Selected text:
* * * * * * *

Modern Horror Games and the ‘Haunted House’ Problem

It’s honestly super nice to see that horror games are once again getting lots of love from the game industry. There was a long period where the only new horror experiences were coming from indie games. Now big companies like Capcom are getting back into it! At long last the big drought that started during the PS2 and Xbox era is finally coming to an end… However, I feel like a lot of modern horror games just don’t have the scares and the intensity of their classic counterparts. So let’s talk about that!

Ah, the classic survival horror genre… Fixed camera angles, tank controls, confusing puzzles, a bunch of locked doors, and lots of map checking! It’s a genre that use to get lots of love back in the day. Games like Silent Hill, Resident Evil, Fatal Frame, Rule of Rose, Haunting Ground, and Clock Tower were popping up left and right. And rather than all those series getting new entries or getting replaced by new horror series, all but Resident Evil really have faded into obscurity. Which is a shame for lots of reasons but primarily because a lot of modern horror games seem to have forgotten to learn from these classic series. One recent game however, tried to do just that! The Medium. And while the game seemed to understand classic survival horror on a surface level, it never manages to understand what truly makes them great. And I think it’s a perfect example to start off this discussion with!

* * * * * * *

Material provided:
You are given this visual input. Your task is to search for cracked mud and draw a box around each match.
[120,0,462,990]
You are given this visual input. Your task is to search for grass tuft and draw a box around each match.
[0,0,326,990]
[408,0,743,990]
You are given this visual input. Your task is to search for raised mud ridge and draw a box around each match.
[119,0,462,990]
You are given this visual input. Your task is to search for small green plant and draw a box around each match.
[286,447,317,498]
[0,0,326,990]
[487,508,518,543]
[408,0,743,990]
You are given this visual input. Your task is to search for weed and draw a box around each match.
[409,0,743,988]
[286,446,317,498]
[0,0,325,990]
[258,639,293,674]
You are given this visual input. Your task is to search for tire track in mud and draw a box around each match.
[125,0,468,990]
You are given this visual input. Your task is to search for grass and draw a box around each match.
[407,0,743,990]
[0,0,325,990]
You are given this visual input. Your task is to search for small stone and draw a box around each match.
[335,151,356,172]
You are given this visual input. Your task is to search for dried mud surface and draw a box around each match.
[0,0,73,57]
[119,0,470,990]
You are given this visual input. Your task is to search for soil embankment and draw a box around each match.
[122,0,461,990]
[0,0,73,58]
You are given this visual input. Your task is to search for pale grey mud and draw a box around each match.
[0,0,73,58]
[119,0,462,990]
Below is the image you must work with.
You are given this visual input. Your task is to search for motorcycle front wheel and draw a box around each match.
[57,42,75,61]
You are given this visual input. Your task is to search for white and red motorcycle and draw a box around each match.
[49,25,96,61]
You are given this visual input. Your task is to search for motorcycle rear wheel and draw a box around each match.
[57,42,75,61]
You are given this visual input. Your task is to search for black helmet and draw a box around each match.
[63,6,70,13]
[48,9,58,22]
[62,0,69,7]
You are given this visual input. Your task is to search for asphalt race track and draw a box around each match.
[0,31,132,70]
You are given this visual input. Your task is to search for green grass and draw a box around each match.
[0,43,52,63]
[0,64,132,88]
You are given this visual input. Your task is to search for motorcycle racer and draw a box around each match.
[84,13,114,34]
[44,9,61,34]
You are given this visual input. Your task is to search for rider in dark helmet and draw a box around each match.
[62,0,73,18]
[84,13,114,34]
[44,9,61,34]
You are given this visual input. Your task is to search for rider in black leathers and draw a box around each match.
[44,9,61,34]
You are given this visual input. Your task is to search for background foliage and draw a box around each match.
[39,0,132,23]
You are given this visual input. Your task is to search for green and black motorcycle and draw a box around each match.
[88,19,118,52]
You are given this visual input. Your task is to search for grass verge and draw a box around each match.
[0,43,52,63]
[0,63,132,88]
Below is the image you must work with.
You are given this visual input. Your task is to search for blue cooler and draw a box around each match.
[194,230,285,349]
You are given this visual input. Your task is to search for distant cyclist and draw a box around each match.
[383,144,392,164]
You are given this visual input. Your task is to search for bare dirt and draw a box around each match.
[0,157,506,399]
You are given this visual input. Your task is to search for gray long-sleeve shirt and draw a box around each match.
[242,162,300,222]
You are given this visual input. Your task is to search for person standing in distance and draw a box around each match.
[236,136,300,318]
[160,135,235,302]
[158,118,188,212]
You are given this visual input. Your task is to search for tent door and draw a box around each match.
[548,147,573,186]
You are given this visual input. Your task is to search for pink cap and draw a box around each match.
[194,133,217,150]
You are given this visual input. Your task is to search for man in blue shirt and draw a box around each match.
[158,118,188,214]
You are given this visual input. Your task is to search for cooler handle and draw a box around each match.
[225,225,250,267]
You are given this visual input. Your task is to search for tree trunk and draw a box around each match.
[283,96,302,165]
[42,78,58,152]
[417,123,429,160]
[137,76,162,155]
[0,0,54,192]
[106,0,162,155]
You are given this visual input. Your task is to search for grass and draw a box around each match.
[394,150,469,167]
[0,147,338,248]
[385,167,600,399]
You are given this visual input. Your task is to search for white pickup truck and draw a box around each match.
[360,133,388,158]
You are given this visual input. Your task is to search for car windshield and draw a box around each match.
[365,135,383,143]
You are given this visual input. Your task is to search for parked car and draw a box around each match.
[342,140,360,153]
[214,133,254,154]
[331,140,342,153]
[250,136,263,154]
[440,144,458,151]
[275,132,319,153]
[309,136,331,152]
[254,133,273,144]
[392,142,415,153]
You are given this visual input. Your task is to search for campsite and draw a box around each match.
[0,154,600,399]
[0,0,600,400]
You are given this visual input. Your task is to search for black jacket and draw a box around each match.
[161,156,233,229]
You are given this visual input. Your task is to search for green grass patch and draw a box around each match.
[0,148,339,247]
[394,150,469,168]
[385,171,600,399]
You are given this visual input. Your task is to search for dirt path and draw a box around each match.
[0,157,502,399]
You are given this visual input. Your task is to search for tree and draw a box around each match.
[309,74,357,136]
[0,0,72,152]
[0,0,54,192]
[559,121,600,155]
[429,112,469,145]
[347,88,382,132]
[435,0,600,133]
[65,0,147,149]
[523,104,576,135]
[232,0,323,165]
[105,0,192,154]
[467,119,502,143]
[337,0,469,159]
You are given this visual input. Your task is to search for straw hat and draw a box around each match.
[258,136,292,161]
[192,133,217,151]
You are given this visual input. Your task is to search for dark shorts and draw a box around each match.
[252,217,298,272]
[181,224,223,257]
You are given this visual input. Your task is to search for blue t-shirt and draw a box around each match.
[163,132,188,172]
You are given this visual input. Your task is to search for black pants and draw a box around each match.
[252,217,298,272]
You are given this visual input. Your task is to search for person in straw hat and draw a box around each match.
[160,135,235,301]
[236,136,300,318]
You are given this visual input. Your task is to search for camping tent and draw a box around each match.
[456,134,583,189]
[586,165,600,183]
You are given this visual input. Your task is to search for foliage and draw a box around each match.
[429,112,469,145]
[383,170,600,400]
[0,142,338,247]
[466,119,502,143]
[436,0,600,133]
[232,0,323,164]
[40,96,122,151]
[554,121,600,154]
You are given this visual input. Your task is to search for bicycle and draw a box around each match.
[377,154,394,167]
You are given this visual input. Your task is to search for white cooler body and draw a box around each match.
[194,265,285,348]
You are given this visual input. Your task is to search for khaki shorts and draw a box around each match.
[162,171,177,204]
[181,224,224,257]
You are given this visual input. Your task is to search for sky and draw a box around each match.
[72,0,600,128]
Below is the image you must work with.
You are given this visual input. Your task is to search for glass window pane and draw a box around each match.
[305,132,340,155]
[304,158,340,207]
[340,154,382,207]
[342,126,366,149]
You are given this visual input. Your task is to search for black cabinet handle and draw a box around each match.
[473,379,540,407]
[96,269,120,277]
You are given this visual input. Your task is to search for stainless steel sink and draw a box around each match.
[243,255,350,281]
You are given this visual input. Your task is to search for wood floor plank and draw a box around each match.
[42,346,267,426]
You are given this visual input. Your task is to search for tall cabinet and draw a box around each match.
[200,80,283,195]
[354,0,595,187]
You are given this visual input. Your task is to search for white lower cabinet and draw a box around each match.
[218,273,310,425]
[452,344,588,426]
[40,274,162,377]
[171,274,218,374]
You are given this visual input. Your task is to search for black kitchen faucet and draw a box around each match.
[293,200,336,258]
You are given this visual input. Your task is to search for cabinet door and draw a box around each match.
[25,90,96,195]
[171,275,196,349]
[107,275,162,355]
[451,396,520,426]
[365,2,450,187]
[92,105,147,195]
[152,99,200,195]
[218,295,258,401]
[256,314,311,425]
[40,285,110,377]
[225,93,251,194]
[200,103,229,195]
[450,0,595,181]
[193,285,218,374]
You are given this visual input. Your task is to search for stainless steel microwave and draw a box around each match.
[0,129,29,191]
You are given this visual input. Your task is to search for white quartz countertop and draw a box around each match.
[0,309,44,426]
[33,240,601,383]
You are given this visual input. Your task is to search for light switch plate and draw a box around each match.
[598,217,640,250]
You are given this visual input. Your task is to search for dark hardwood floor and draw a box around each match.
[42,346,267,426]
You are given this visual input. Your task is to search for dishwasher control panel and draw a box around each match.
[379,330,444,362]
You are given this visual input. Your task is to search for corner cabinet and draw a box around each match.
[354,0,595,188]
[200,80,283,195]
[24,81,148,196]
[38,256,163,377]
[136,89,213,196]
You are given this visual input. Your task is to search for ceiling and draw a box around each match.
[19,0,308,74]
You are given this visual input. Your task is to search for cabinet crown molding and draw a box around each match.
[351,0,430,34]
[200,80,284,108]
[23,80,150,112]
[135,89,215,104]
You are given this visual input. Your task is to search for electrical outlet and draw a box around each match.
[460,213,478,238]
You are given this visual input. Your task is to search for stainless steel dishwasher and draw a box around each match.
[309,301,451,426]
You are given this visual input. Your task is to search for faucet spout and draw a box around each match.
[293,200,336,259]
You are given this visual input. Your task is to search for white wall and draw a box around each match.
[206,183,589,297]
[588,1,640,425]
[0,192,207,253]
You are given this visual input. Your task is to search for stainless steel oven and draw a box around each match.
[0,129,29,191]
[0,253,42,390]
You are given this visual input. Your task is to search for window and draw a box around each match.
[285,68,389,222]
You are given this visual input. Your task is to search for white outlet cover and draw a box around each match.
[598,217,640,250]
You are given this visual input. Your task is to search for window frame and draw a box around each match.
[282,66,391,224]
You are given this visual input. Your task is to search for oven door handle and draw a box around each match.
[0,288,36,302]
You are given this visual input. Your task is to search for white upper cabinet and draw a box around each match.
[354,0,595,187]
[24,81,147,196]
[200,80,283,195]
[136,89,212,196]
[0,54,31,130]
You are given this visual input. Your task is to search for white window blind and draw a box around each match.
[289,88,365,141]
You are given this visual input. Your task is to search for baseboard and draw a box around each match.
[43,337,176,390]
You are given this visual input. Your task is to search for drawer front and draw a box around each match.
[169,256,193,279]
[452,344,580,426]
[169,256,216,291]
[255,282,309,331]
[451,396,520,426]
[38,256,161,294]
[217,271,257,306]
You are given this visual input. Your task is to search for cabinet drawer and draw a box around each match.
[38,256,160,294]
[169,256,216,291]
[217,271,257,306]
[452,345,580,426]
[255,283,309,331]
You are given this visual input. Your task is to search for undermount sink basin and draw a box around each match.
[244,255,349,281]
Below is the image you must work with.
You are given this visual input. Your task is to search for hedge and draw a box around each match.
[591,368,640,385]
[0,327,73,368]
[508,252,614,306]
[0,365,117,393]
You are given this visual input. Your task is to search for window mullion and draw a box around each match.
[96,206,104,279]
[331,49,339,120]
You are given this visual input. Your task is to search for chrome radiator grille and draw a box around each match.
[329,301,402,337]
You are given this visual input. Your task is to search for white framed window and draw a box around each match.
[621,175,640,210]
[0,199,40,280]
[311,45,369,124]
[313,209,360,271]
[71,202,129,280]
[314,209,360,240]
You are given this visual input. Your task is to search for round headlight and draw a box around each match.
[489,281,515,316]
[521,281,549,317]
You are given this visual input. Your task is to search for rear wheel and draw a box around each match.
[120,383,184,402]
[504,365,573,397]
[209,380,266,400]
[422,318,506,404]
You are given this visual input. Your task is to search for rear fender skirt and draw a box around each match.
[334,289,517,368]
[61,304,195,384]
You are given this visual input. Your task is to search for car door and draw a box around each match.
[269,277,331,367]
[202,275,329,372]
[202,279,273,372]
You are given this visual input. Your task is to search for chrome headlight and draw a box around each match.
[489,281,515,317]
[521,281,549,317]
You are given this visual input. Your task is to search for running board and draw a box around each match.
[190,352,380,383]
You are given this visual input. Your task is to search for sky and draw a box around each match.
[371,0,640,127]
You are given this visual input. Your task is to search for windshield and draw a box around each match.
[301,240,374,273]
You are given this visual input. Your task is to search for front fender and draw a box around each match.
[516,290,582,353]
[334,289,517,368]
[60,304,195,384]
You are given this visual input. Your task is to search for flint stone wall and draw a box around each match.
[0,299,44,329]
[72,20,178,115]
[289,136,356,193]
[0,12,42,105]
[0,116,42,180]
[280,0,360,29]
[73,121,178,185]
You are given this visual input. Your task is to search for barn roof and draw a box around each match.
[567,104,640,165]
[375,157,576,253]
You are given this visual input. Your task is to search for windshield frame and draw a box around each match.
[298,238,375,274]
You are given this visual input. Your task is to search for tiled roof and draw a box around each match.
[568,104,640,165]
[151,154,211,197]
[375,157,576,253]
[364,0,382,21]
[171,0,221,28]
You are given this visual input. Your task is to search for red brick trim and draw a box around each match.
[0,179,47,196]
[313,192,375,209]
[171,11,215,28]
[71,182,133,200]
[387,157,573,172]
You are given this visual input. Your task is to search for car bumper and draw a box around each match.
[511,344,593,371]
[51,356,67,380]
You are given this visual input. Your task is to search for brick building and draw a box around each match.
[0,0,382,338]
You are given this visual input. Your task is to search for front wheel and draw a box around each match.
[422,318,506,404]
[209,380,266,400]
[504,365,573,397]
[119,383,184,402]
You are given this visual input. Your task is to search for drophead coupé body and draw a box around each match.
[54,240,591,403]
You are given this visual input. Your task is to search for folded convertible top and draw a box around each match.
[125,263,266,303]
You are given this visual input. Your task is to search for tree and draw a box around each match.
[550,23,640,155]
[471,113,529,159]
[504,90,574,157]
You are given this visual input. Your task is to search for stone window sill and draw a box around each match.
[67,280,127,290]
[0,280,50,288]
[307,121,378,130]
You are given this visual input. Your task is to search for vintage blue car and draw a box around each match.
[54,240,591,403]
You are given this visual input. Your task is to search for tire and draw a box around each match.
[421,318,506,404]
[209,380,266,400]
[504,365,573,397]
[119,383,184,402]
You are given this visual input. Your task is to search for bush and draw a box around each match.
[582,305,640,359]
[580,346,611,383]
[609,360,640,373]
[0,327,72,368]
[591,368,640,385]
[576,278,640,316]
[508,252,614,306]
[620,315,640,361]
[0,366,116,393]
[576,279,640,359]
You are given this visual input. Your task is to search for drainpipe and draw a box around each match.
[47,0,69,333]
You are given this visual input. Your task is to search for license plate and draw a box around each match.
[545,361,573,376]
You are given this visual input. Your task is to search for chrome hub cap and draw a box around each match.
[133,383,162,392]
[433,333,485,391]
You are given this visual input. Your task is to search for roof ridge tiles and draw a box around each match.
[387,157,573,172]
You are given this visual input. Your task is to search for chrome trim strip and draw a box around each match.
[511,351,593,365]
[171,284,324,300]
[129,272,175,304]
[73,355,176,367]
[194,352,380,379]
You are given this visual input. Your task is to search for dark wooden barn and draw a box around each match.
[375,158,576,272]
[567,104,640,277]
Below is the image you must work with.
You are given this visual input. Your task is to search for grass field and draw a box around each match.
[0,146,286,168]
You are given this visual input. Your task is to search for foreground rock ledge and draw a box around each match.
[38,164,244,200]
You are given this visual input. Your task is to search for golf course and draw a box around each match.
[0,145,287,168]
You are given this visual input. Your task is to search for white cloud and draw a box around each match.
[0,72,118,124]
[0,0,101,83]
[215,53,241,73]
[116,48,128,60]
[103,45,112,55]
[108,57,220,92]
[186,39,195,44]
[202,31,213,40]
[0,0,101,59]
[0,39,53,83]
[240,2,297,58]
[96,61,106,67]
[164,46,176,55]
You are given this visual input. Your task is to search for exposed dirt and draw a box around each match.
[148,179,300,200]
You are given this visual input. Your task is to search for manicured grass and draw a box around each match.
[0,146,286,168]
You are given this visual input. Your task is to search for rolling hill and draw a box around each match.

* * * * * * *

Directions for this task:
Reproduce the stretch of the horror games article from "It’s honestly super" through "talk about that!" word for word.

Result of the task:
It’s honestly super nice to see that horror games are once again getting lots of love from the game industry. There was a long period where the only new horror experiences were coming from indie games. Now big companies like Capcom are getting back into it! At long last the big drought that started during the PS2 and Xbox era is finally coming to an end… However, I feel like a lot of modern horror games just don’t have the scares and the intensity of their classic counterparts. So let’s talk about that!